Short problem => Rewrite all the entries below, replacing "one point per instance" with "one point for each instance" wherever it occurs and changing nothing else. Leave the pictures out.

Data =>
------------

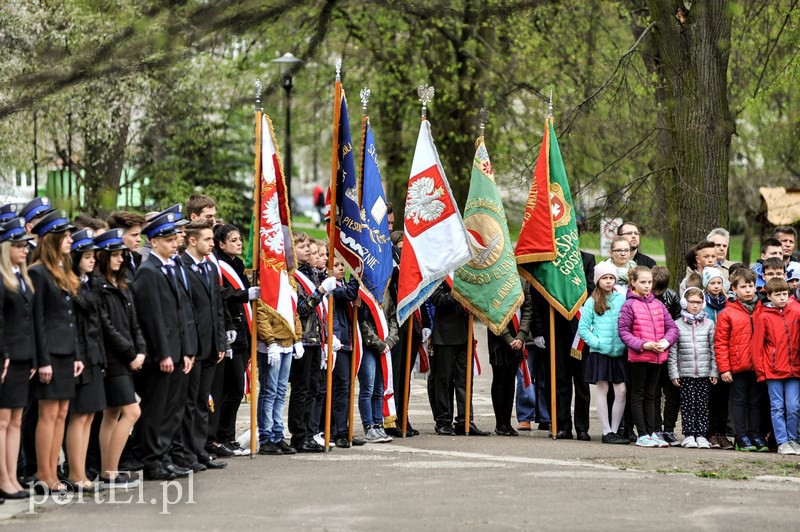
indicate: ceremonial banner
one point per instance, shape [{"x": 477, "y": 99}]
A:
[
  {"x": 536, "y": 240},
  {"x": 561, "y": 281},
  {"x": 435, "y": 239},
  {"x": 488, "y": 285},
  {"x": 347, "y": 232},
  {"x": 276, "y": 256}
]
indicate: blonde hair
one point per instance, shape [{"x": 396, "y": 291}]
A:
[
  {"x": 7, "y": 269},
  {"x": 48, "y": 252}
]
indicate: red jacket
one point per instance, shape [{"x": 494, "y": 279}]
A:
[
  {"x": 733, "y": 337},
  {"x": 776, "y": 340}
]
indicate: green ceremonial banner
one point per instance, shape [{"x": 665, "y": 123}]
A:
[
  {"x": 561, "y": 281},
  {"x": 488, "y": 285}
]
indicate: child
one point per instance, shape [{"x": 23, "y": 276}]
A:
[
  {"x": 606, "y": 364},
  {"x": 714, "y": 286},
  {"x": 670, "y": 394},
  {"x": 732, "y": 349},
  {"x": 648, "y": 331},
  {"x": 776, "y": 339},
  {"x": 771, "y": 247},
  {"x": 692, "y": 367}
]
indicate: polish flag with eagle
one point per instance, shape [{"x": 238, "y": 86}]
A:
[{"x": 435, "y": 240}]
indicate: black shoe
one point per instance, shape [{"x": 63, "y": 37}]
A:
[
  {"x": 473, "y": 430},
  {"x": 285, "y": 448},
  {"x": 564, "y": 435},
  {"x": 158, "y": 473},
  {"x": 178, "y": 471},
  {"x": 215, "y": 464},
  {"x": 445, "y": 430},
  {"x": 269, "y": 448},
  {"x": 309, "y": 446}
]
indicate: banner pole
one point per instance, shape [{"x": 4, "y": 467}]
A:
[
  {"x": 337, "y": 97},
  {"x": 407, "y": 375},
  {"x": 470, "y": 355},
  {"x": 255, "y": 247},
  {"x": 351, "y": 414},
  {"x": 553, "y": 416}
]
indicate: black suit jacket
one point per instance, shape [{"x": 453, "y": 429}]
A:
[
  {"x": 158, "y": 301},
  {"x": 209, "y": 317},
  {"x": 17, "y": 334},
  {"x": 53, "y": 318},
  {"x": 450, "y": 320}
]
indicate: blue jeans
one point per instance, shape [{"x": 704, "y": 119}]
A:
[
  {"x": 370, "y": 393},
  {"x": 272, "y": 381},
  {"x": 526, "y": 397},
  {"x": 784, "y": 405}
]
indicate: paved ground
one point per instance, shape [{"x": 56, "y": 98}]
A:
[{"x": 446, "y": 483}]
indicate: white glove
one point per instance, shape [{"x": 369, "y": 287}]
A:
[
  {"x": 273, "y": 354},
  {"x": 298, "y": 351},
  {"x": 328, "y": 284},
  {"x": 426, "y": 333}
]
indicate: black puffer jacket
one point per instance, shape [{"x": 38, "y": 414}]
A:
[{"x": 122, "y": 336}]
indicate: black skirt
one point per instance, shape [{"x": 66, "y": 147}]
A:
[
  {"x": 119, "y": 391},
  {"x": 601, "y": 367},
  {"x": 90, "y": 397},
  {"x": 62, "y": 385},
  {"x": 15, "y": 389}
]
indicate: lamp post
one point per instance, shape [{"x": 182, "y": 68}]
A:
[{"x": 288, "y": 62}]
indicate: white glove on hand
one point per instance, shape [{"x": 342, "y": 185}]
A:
[
  {"x": 298, "y": 351},
  {"x": 426, "y": 333},
  {"x": 328, "y": 284},
  {"x": 273, "y": 354}
]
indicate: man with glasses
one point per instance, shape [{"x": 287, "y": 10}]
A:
[{"x": 631, "y": 234}]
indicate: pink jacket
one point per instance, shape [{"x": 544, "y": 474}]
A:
[{"x": 643, "y": 320}]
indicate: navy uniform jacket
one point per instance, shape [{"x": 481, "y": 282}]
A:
[
  {"x": 157, "y": 299},
  {"x": 207, "y": 305},
  {"x": 54, "y": 318},
  {"x": 17, "y": 336}
]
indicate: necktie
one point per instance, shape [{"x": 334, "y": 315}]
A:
[{"x": 22, "y": 284}]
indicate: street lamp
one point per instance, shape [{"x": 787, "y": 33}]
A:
[{"x": 287, "y": 62}]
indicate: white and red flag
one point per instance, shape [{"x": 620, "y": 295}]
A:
[
  {"x": 275, "y": 253},
  {"x": 435, "y": 241}
]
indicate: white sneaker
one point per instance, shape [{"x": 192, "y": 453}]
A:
[{"x": 786, "y": 448}]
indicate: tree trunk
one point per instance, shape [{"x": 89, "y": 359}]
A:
[{"x": 693, "y": 48}]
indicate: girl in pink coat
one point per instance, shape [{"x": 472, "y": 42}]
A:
[{"x": 646, "y": 327}]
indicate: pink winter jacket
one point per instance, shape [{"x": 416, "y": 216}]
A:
[{"x": 643, "y": 320}]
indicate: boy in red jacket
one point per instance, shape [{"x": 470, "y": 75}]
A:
[
  {"x": 776, "y": 339},
  {"x": 732, "y": 348}
]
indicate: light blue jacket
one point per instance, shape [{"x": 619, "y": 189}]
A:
[{"x": 600, "y": 332}]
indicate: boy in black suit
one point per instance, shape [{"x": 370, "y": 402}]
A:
[
  {"x": 158, "y": 294},
  {"x": 212, "y": 342}
]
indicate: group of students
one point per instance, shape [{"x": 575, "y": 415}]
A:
[
  {"x": 731, "y": 336},
  {"x": 91, "y": 320}
]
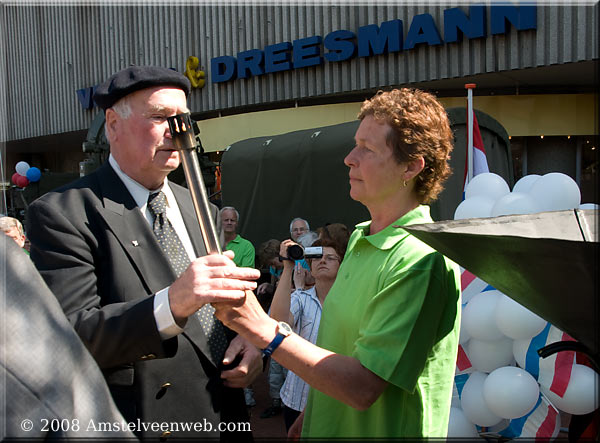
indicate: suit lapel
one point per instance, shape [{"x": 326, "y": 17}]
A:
[{"x": 130, "y": 227}]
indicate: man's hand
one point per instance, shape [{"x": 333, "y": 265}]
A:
[
  {"x": 248, "y": 320},
  {"x": 209, "y": 279},
  {"x": 248, "y": 368}
]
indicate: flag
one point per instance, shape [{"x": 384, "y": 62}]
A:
[
  {"x": 553, "y": 372},
  {"x": 479, "y": 158},
  {"x": 541, "y": 423}
]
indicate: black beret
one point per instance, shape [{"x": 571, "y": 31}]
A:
[{"x": 135, "y": 78}]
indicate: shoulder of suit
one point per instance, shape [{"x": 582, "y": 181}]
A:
[{"x": 87, "y": 184}]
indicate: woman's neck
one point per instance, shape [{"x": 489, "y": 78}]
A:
[{"x": 384, "y": 215}]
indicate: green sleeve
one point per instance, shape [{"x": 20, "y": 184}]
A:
[
  {"x": 402, "y": 322},
  {"x": 247, "y": 259}
]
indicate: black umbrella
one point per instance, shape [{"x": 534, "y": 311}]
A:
[{"x": 548, "y": 262}]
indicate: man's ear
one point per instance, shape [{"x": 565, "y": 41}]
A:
[
  {"x": 111, "y": 123},
  {"x": 413, "y": 168}
]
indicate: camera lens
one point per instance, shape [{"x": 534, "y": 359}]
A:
[{"x": 295, "y": 252}]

------------

In response =>
indicate: ceremonial banner
one point for each instance, shape [{"x": 477, "y": 99}]
A:
[
  {"x": 536, "y": 240},
  {"x": 561, "y": 281},
  {"x": 435, "y": 239},
  {"x": 488, "y": 285},
  {"x": 347, "y": 232},
  {"x": 276, "y": 256}
]
indicate: blonde hair
one point for each instance, shape [{"x": 396, "y": 291}]
A:
[
  {"x": 7, "y": 269},
  {"x": 48, "y": 252}
]
indicate: red jacket
one point for each instance, shape [{"x": 494, "y": 279}]
A:
[
  {"x": 733, "y": 337},
  {"x": 776, "y": 340}
]
indicate: green ceremonial banner
one point for each instance, shape [{"x": 665, "y": 123}]
A:
[
  {"x": 561, "y": 281},
  {"x": 488, "y": 285}
]
indicate: child
one point for each instance, shape [{"x": 23, "y": 276}]
A:
[
  {"x": 606, "y": 364},
  {"x": 714, "y": 286},
  {"x": 670, "y": 394},
  {"x": 732, "y": 349},
  {"x": 648, "y": 331},
  {"x": 776, "y": 339},
  {"x": 771, "y": 247},
  {"x": 692, "y": 367}
]
indicate: polish flag with eagle
one point for each instance, shape [{"x": 238, "y": 86}]
A:
[{"x": 435, "y": 240}]
indicate: black shoe
one point for each instance, shape [{"x": 63, "y": 37}]
A:
[
  {"x": 473, "y": 430},
  {"x": 285, "y": 448},
  {"x": 564, "y": 435},
  {"x": 158, "y": 473},
  {"x": 178, "y": 471},
  {"x": 215, "y": 464},
  {"x": 445, "y": 430},
  {"x": 269, "y": 448},
  {"x": 309, "y": 446}
]
indicate: banner pole
one point for each instance, shape [{"x": 4, "y": 467}]
A:
[
  {"x": 337, "y": 97},
  {"x": 407, "y": 375},
  {"x": 470, "y": 355},
  {"x": 255, "y": 247},
  {"x": 351, "y": 414},
  {"x": 553, "y": 416}
]
indicate: black suit jacket
one point for each instance, shape [{"x": 453, "y": 429}]
A:
[
  {"x": 158, "y": 301},
  {"x": 209, "y": 317},
  {"x": 17, "y": 334},
  {"x": 53, "y": 318},
  {"x": 450, "y": 320}
]
indicate: blue jeans
one point for each instance, shape [{"x": 704, "y": 119}]
A:
[
  {"x": 370, "y": 393},
  {"x": 272, "y": 381},
  {"x": 526, "y": 397},
  {"x": 784, "y": 405}
]
indicate: paved ground
one point for each instance, shape [{"x": 56, "y": 98}]
A:
[{"x": 446, "y": 483}]
indicate: white glove
one point for each instance, shape [{"x": 369, "y": 287}]
A:
[
  {"x": 273, "y": 354},
  {"x": 298, "y": 351},
  {"x": 328, "y": 284},
  {"x": 426, "y": 333}
]
indicate: black puffer jacket
one point for each instance, shape [{"x": 38, "y": 414}]
A:
[{"x": 122, "y": 336}]
indicate: black skirt
one point for each instance, shape [{"x": 66, "y": 147}]
A:
[
  {"x": 119, "y": 391},
  {"x": 601, "y": 367},
  {"x": 90, "y": 397},
  {"x": 62, "y": 385},
  {"x": 15, "y": 389}
]
indicate: lamp post
one point for each instance, shape [{"x": 182, "y": 68}]
A:
[{"x": 288, "y": 62}]
indicate: white glove on hand
one point for each instance, shape [{"x": 342, "y": 185}]
A:
[
  {"x": 298, "y": 351},
  {"x": 426, "y": 333},
  {"x": 328, "y": 284},
  {"x": 273, "y": 354}
]
indicate: man with glasses
one point for each instance, shape [{"x": 287, "y": 10}]
A:
[{"x": 631, "y": 234}]
indicate: pink jacket
one point for each instance, shape [{"x": 544, "y": 474}]
A:
[{"x": 643, "y": 320}]
indicate: navy uniform jacket
one point for each instance, shape [{"x": 481, "y": 282}]
A:
[
  {"x": 157, "y": 299},
  {"x": 207, "y": 305},
  {"x": 54, "y": 318},
  {"x": 17, "y": 336}
]
indicate: necktie
one point for each instance, shape [{"x": 334, "y": 315}]
A:
[{"x": 22, "y": 284}]
indicate: street lamp
one point for each instance, shape [{"x": 787, "y": 33}]
A:
[{"x": 287, "y": 62}]
indicate: white and red flag
one point for each instance, shape [{"x": 620, "y": 295}]
A:
[
  {"x": 275, "y": 253},
  {"x": 435, "y": 241}
]
indicate: white sneaker
one point for each instance, shape [{"x": 192, "y": 453}]
A:
[{"x": 786, "y": 448}]
indicate: tree trunk
one point for each instance, shape [{"x": 89, "y": 359}]
A:
[{"x": 693, "y": 48}]
indicate: girl in pink coat
one point for each instance, shape [{"x": 472, "y": 42}]
A:
[{"x": 646, "y": 327}]
indicate: pink winter jacket
one point for each instance, shape [{"x": 416, "y": 216}]
A:
[{"x": 643, "y": 320}]
indicate: boy in red jacket
one point for each instance, shape [{"x": 470, "y": 75}]
A:
[
  {"x": 776, "y": 339},
  {"x": 732, "y": 348}
]
indicate: light blue jacket
one point for each instance, shape [{"x": 619, "y": 189}]
A:
[{"x": 600, "y": 332}]
indicate: boy in black suit
one point for each instance, shape [{"x": 370, "y": 402}]
A:
[
  {"x": 158, "y": 294},
  {"x": 212, "y": 342}
]
indicate: group of students
one point for each instance, shape [{"x": 575, "y": 415}]
A:
[
  {"x": 731, "y": 336},
  {"x": 91, "y": 320}
]
indicate: suit lapel
one point for each instance, shape [{"x": 326, "y": 17}]
A:
[{"x": 130, "y": 227}]
indicate: man's hand
one point for each instance, shape [{"x": 333, "y": 265}]
A:
[
  {"x": 248, "y": 320},
  {"x": 209, "y": 279},
  {"x": 248, "y": 368}
]
indicate: flag
one point for each instance, shape [{"x": 384, "y": 62}]
A:
[
  {"x": 553, "y": 372},
  {"x": 479, "y": 158},
  {"x": 541, "y": 423}
]
indicate: black beret
one point for each instance, shape [{"x": 571, "y": 31}]
A:
[{"x": 135, "y": 78}]
indicate: shoulder of suit
one point for each instance, shape [{"x": 582, "y": 181}]
A:
[{"x": 87, "y": 184}]
indicate: woman's neck
one point for each instance, shape [{"x": 489, "y": 78}]
A:
[{"x": 384, "y": 215}]
indicate: green sleeve
one point for each instance, shape [{"x": 20, "y": 184}]
A:
[
  {"x": 402, "y": 322},
  {"x": 247, "y": 259}
]
indicate: black umbrella
one point for each instance, shape [{"x": 534, "y": 311}]
A:
[{"x": 548, "y": 262}]
indicate: man's ear
one point for each instance, shape [{"x": 565, "y": 41}]
A:
[
  {"x": 111, "y": 123},
  {"x": 413, "y": 168}
]
indicate: camera lens
one point for each instance, shape [{"x": 534, "y": 359}]
A:
[{"x": 295, "y": 252}]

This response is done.